* **WRITTEN TASK**: Update the material below by replacing "coordinates list" with "point list" throughout, leaving everything else unchanged.

* **DATA SECTION**:
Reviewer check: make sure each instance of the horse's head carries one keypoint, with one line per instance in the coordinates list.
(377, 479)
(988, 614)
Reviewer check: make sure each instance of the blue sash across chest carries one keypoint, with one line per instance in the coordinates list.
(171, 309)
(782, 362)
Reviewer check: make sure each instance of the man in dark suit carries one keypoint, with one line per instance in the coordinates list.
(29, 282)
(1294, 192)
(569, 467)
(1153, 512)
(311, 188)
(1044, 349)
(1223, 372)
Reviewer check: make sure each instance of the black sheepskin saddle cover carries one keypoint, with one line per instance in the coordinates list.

* **RESULT OF THIS EXERCISE**:
Reviewer check: make sure each instance of the horse's head carries one keypoint, with one line per instance in the point list.
(377, 479)
(988, 614)
Reviewer check: make sure each instance of the blue sash across chest carries one keypoint, with one line per instance in the point list.
(171, 309)
(782, 362)
Reviewer check: make sure each instance of the man in dark suit carries one keypoint, with one line per instance in the point list.
(29, 282)
(1294, 192)
(569, 467)
(1153, 512)
(311, 188)
(1044, 349)
(1223, 372)
Reviewer check: make sure each instance of the black sheepskin saddle cover carries one keypoint, with one line per instance in the point list.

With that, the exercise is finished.